WORK INSTRUCTION 1: Reproduce the passage of the Killen's Barbecue article starting at "Cypress will be" and ending at "the Killen’s team.".
WORK INSTRUCTION 2: According to the Killen's Barbecue article, when could the new Cypress restaurant open if construction and permitting go as planned?

DOCUMENT SECTION:
Killen's Barbecue fires up new restaurant in familiar Cypress space
Killen, who teased the deal over the weekend on social media, explains that he couldn’t pass on the opportunity to take over a fullyequipped restaurant in a prime location. He expects Burro & Bull to close later this week; once it does, his team will get to work making some minor changes such as installing a cafeteria-style serving line and Killen’s signage. If all goes according to plan with construction and permitting, the new Killen’s Barbecue could open in early October.
“What sold it for me is there is a Chick-Fil-A under construction [nearby],” he says. “If Chick-Fil-A is going to come out here, I know they do their research. I know several people that own Chick-Fil-As. They know people are going to be there.”
Although Burro & Bull only opened its Cypress location last fall, founder John Avila tells CultureMap that he and his wife and business partner Veronica had quietly stepped away from operating the restaurant in March. They’re focused on opening a second location of their modern general store Henderson & Kane at the Houston Farmers Market.
“We’re very lucky that Ronnie took an interest in the building,” he says. “There’s no better person to go into the space, and he will make it work for sure.”
Cypress will be the third location of Killen’s Barbecue, joining the original in Pearland and a Woodlands location that opened in early 2021. Widely credited with being among the first to bring craft barbecue to the Houston area, Killen’s remains ranked among the state’s 50 best barbecue restaurants by Texas Monthly. It features an extensive menu of proteins that includes beef brisket, pork ribs, beef ribs, and housemade sausage along with Killen’s signature sides such as creamed corn and mac & cheese. Earlier this year, rising star pitmaster Willow Villarreal (Willow’s Texas BBQ, J-Bar-M Barbecue) joined the Killen’s team.

ENTRIES SHOWN:
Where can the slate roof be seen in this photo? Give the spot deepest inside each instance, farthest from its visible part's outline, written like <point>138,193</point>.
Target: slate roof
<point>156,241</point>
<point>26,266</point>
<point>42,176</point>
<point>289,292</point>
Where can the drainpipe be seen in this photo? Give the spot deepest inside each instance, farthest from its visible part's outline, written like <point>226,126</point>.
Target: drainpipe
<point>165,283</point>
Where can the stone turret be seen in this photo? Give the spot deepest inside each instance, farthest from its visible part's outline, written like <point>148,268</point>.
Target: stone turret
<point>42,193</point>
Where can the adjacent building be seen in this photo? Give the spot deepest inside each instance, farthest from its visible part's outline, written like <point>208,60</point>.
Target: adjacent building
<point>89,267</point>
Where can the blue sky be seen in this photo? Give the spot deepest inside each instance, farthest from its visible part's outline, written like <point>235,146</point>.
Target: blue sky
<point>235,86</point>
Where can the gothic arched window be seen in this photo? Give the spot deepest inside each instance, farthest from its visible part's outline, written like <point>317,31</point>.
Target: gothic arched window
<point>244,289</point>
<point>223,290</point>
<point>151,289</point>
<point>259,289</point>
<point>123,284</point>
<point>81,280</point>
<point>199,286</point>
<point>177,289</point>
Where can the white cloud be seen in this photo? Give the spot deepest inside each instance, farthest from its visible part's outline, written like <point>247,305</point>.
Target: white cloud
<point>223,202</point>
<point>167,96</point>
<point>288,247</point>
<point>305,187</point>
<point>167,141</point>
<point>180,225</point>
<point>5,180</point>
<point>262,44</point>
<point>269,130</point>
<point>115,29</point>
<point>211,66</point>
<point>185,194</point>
* * *
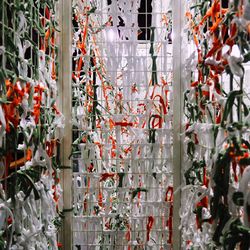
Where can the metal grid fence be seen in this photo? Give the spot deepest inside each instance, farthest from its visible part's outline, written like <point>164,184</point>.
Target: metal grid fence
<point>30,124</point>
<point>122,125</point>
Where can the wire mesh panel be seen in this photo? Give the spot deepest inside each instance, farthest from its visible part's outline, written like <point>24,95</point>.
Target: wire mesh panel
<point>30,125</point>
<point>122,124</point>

YOUR SOLUTION 1:
Cypress will be the third location of Killen’s Barbecue, joining the original in Pearland and a Woodlands location that opened in early 2021. Widely credited with being among the first to bring craft barbecue to the Houston area, Killen’s remains ranked among the state’s 50 best barbecue restaurants by Texas Monthly. It features an extensive menu of proteins that includes beef brisket, pork ribs, beef ribs, and housemade sausage along with Killen’s signature sides such as creamed corn and mac & cheese. Earlier this year, rising star pitmaster Willow Villarreal (Willow’s Texas BBQ, J-Bar-M Barbecue) joined the Killen’s team.

YOUR SOLUTION 2: Early October.